___ PAGE TEXT

# Chaos lord and Vamps Challenges



## Lord Sven Kittyclaw (Mar 23, 2009)

i play WoC and i find that absolutely *no one* will fight me in a challenge bar vamp lords and tyrants and the occasional saurus. i understand we are combat monsters but still...its more than a little aggravating and the lack of you have to fight me items in the chaos book is clearly felt. in my opinion a lot of armies have good builds that can easily take a chaos lord or vamp maybe not always bet pretty reliably. 

so what do you guys think about this in general?


----------



## Wiccus (Jun 2, 2008)

That would be pretty frustrating to encounter. Wanting your lord to get glory but being denied it. I understand your opponents fears as Chaos lords are scary bastards and one of if not THE best combat characters in the game. But there are a lot of builds that can take him down easy enough. I have a dwarf friend who has a hardcore wound sponge lord that soaks up everything I throw at him and then swings back with a great weapon and owns me. But if they refuse you its all the better because they then go to the back and cant own your unit leaving you more points in combat res.


----------



## Vaul (Dec 29, 2008)

> absolutely no one will fight me in a challenge bar vamp lords and tyrants and the occasional saurus


 ...well you've answered your own question with those three right there. 

Any wood elf combat character with annoyance of netlings will fight you, especially a treeman ancient or wardancer lord with killing blow. A tomb king with destroyer of eternities + collar of shapesh might give it a go. Empire wizard with van horstmann's speculum would pwn you. 

You need to get out more!


----------



## Vaz (Mar 19, 2008)

There's nothing that states that you have to challenge with your Character over anything else in the unit. Your opponent get's scared over a Combat Lord? Give him a unit champion, and he'll either let lose his trick - Annoyance of Netlings, Destroyer of Eternities, 5+ Killing Blow etc, you've fed him a useless Champion (which in Fantasy, they are), but also given your combat lord free reign to kill half a dozen opponents.

______

Sum up the forum thread on Chaos lord challenges in two sentences. The records that follow the thread come from another source.

___ INFORMATION GIVEN

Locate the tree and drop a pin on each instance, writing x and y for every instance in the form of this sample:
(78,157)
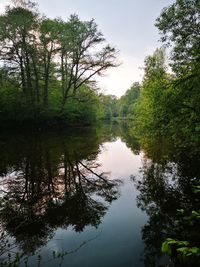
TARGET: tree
(179,25)
(80,56)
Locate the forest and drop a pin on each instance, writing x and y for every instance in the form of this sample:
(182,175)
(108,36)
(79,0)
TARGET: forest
(48,71)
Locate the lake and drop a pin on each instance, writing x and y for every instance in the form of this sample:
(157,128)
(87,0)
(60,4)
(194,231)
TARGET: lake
(88,197)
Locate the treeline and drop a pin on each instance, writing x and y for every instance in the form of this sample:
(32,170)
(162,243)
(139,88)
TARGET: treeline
(169,101)
(48,66)
(168,110)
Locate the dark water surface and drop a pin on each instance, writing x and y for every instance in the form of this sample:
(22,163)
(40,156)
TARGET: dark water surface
(85,198)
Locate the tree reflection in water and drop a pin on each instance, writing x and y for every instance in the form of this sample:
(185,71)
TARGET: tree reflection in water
(166,184)
(51,183)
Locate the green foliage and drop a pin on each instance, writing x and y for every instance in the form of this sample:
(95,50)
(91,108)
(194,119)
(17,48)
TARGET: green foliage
(128,101)
(55,63)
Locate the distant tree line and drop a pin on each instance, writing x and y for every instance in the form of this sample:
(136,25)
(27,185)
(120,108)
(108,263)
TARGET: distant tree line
(48,66)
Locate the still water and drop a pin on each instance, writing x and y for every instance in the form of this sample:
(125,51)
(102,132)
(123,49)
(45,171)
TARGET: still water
(79,199)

______

* **REPLY**
A Warriors of Chaos player complains that almost no one will accept his lord's challenges apart from vampire lords, tyrants and the occasional saurus, though he thinks many armies have builds that could reliably beat such a lord. Replies point out that a refused challenge sends the enemy character to the back and leaves more points in combat resolution, list characters and items such as annoyance of netlings or killing blow that would take the challenge, and suggest challenging with a unit champion instead so the lord is free to kill half a dozen opponents.